[Challenge] Pull out every line of the records below that contains the word "hand".

━━━━━━━━━━━━━━━━━━━━

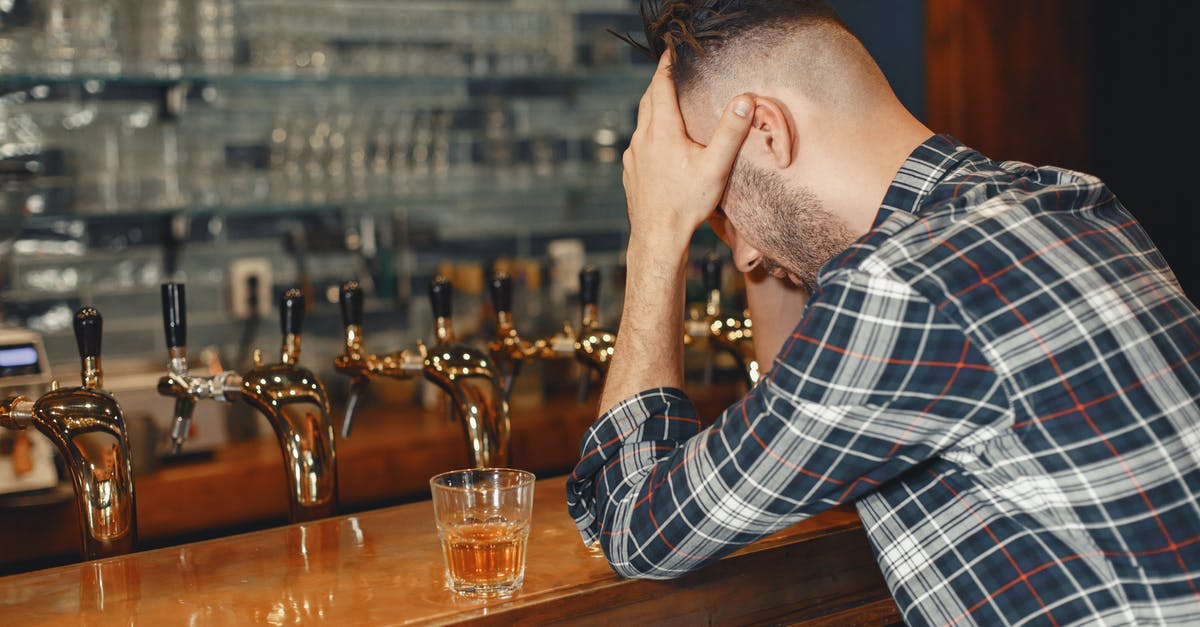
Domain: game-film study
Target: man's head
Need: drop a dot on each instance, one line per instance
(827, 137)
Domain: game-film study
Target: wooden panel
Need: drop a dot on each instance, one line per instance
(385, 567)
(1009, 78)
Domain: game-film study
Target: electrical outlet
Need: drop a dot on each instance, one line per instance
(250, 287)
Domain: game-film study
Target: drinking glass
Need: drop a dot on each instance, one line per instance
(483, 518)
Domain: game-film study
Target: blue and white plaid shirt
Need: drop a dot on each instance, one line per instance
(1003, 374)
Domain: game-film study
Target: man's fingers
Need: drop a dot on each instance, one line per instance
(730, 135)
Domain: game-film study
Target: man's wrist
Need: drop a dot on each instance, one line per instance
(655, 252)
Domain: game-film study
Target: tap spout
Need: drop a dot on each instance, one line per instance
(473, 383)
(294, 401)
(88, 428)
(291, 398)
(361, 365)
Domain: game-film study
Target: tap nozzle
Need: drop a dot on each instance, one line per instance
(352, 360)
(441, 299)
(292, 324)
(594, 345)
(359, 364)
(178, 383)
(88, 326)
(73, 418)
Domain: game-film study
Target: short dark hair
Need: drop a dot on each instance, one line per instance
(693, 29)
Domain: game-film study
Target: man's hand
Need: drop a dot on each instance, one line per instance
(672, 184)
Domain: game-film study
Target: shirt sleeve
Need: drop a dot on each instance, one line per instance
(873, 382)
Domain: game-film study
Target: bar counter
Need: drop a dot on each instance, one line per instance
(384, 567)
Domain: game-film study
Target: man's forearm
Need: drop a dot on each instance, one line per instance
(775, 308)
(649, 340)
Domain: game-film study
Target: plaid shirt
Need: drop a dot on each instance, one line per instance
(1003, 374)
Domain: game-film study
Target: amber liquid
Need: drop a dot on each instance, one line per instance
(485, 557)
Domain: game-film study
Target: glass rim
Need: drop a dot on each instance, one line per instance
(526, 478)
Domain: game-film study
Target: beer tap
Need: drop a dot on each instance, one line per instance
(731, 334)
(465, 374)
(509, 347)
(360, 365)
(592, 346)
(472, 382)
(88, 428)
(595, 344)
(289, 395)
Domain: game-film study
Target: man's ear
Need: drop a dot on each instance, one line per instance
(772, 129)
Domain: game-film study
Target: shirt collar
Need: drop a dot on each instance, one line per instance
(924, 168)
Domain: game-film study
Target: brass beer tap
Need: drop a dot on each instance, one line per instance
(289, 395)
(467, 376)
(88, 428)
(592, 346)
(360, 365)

━━━━━━━━━━━━━━━━━━━━

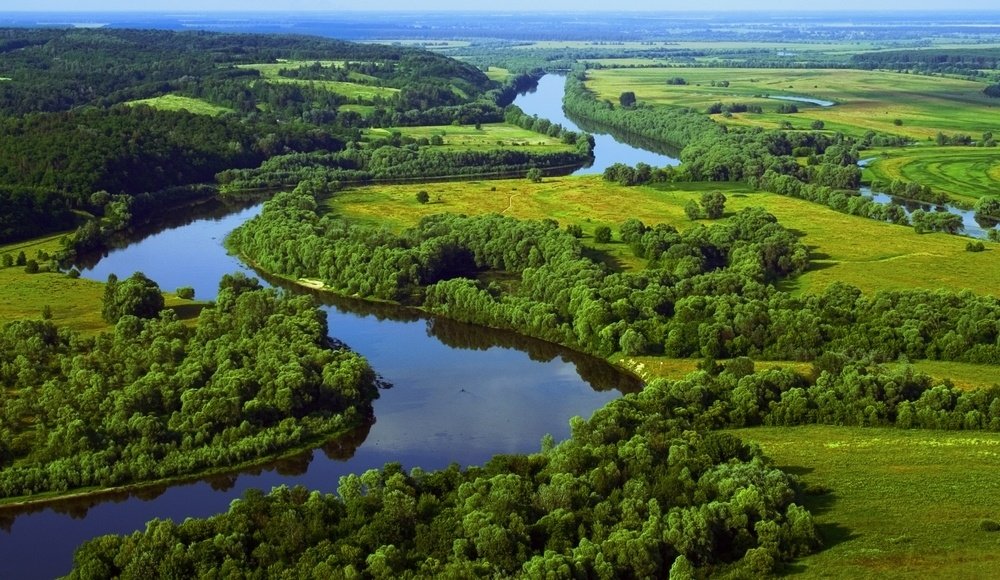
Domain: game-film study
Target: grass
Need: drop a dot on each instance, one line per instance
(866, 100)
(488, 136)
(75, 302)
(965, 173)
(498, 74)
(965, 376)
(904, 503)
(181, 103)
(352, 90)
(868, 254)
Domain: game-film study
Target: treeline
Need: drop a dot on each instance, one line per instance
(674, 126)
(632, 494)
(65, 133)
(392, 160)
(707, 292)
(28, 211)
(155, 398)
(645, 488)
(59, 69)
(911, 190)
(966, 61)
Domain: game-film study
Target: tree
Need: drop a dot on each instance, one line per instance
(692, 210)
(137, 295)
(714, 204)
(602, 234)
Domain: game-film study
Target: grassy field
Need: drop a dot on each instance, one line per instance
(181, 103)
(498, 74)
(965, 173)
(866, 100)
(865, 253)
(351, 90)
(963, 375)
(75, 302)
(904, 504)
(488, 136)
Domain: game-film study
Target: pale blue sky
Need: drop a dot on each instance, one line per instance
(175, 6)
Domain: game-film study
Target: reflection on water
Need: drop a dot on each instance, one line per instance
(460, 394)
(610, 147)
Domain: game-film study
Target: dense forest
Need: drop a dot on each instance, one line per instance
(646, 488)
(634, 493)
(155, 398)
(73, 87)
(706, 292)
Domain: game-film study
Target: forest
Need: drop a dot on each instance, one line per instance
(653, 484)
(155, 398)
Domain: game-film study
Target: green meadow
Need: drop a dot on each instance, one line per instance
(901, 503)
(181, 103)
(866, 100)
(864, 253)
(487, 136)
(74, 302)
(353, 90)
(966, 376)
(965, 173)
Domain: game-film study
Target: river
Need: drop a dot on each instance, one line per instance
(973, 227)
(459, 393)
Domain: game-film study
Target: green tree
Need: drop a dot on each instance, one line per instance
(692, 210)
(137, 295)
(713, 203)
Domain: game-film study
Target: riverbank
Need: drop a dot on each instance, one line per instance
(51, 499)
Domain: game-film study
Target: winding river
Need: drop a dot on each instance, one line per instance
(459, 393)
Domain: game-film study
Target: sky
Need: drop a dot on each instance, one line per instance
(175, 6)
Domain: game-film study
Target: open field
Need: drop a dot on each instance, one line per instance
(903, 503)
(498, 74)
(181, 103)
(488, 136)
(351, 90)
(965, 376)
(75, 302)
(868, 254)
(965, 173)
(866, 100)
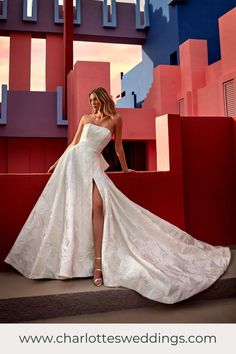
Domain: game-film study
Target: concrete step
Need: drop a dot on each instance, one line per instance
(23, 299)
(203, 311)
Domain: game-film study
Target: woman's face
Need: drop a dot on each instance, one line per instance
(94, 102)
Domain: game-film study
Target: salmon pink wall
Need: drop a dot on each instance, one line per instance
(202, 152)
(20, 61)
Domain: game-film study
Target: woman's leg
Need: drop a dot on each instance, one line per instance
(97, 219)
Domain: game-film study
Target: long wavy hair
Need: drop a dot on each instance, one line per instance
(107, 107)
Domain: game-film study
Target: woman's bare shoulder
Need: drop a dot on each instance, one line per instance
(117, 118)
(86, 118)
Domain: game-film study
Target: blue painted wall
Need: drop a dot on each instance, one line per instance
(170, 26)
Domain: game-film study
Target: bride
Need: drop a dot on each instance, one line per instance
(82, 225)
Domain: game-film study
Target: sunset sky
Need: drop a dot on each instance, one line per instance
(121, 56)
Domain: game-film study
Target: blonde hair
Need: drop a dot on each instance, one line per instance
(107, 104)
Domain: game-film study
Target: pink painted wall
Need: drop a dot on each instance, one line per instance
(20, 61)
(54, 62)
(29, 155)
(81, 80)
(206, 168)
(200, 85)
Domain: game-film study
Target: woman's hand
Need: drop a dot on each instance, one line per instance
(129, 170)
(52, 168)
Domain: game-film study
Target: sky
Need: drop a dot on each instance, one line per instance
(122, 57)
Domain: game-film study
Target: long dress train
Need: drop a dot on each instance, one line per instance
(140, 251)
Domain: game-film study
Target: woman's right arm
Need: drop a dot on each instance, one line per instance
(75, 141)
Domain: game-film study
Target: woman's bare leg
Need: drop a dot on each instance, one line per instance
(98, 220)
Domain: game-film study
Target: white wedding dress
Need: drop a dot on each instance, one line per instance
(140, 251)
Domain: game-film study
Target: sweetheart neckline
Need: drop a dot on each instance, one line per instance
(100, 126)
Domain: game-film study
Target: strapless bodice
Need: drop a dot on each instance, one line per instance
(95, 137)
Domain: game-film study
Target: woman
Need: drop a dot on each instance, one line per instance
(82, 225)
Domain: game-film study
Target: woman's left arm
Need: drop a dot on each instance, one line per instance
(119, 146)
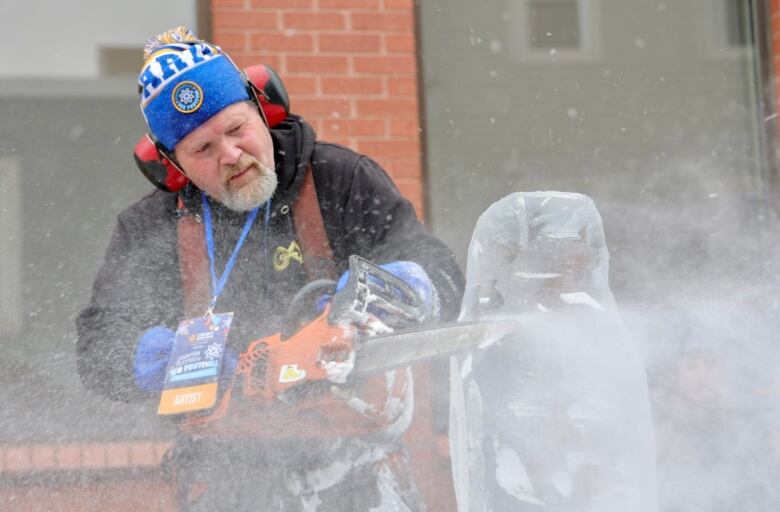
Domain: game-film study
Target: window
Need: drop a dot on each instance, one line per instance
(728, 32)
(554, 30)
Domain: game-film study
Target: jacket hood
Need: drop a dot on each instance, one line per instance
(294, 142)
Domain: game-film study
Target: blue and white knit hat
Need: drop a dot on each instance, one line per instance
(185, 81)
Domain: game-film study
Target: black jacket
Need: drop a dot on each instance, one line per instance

━━━━━━━━━━━━━━━━━━━━

[Expected answer]
Target: man's hand
Target: woman's hand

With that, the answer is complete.